DATASET RECORDS:
"""
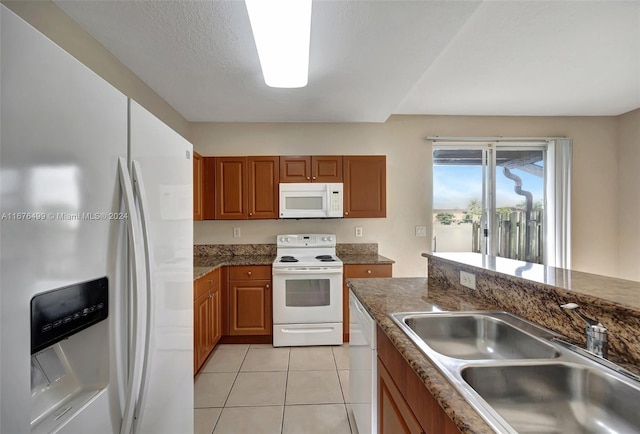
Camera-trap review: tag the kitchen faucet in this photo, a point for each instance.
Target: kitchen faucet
(595, 331)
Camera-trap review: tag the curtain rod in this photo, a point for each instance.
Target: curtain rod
(489, 139)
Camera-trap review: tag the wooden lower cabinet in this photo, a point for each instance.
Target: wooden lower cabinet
(356, 271)
(405, 405)
(250, 301)
(207, 317)
(394, 414)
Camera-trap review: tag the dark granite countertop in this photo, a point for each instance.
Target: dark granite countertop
(382, 296)
(360, 259)
(204, 264)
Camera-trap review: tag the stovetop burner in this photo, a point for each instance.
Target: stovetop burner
(325, 258)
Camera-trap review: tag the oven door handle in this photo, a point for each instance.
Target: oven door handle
(308, 271)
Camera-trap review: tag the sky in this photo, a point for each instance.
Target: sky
(455, 186)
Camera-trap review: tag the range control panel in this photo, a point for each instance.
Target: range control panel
(63, 312)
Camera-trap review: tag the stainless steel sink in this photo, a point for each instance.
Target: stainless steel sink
(557, 398)
(474, 336)
(522, 378)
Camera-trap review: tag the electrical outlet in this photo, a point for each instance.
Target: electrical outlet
(468, 279)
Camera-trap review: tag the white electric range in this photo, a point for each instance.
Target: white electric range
(307, 291)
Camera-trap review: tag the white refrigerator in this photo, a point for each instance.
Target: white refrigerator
(96, 255)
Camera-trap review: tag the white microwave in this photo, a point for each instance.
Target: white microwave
(311, 200)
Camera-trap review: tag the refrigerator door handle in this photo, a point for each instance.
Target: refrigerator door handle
(142, 202)
(137, 317)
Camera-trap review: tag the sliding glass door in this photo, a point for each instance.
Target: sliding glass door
(490, 198)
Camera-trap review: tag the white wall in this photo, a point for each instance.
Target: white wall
(597, 240)
(401, 138)
(49, 19)
(629, 196)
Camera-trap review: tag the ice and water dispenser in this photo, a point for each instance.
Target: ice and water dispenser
(64, 362)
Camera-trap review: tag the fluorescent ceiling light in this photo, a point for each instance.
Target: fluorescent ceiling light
(282, 31)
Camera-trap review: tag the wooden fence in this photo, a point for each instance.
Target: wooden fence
(517, 238)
"""
ACTION ITEM: In the copy, include no pictures; otherwise transcribe the entries exactly.

WRITTEN SOLUTION:
Camera-trap review: tag the kitchen faucet in this photo, a point for each instance.
Target: kitchen faucet
(595, 331)
Camera-trap review: tag the curtain rod in this photo, a point for each instance.
Target: curtain rod
(489, 139)
Camera-trap review: tag the wooden lower cabinet in this photo, a point for each instance.
Target: wooden lower cabinet
(356, 271)
(405, 405)
(250, 301)
(207, 317)
(394, 414)
Camera-trap review: tag the dark granite countertop in this photo, a point for each instance.
Target: dark granite countertop
(382, 296)
(360, 259)
(204, 264)
Camera-trap review: tag the stovetop burner in this photo, a point for each instance.
Target: stovetop burner
(325, 258)
Camera-trap review: tag the oven door handle in this photo, a point for each instance.
Target: oven door handle
(308, 271)
Camera-trap review: tag the sky in this photo, a point for each instance.
Target: sky
(455, 186)
Camera-trap review: tag the range control panel in this photo, a point for each instance.
Target: range control panel
(63, 312)
Camera-trap review: tag the stainless steel sink in this photo, a point for each instance.
Target: stainless steel sink
(557, 398)
(474, 336)
(522, 378)
Camera-trap review: tag the electrical outlet in this photo, a point for each instance.
Target: electrical outlet
(468, 279)
Camera-trap review: tag the white electric range in this photo, a point for each instance.
Target: white electric range
(307, 291)
Camera-trap review: tag the white refrigerator in this photo, a point for each instance.
Target: white refrigerator
(96, 255)
Camera-trap review: tag the white microwave in this photo, a point for each instance.
Target: white microwave
(311, 200)
Camera-trap review: tag the refrigerator door handle in this photo, a point for each instance.
Target: refrigerator door handle
(142, 202)
(137, 317)
Camera-trap review: tag the sliding glass door in this photo, a point for each instance.
Target: sliding glass door
(490, 198)
Camera-trap review: tag the white wall in this photo, a point for each instance.
Target: white wall
(597, 240)
(401, 138)
(49, 19)
(629, 196)
Camera-trap review: tag the ice and water dispenser in this photo, a point for each instance.
Target: ice and water dispenser
(64, 362)
Camera-trap review: tag the fluorescent ceiling light in this photo, a point for each instance.
Target: fluorescent ceiling light
(282, 31)
Camera-trap review: tag the wooden fence in this photo, a point for each instance.
Target: wooden fence
(517, 238)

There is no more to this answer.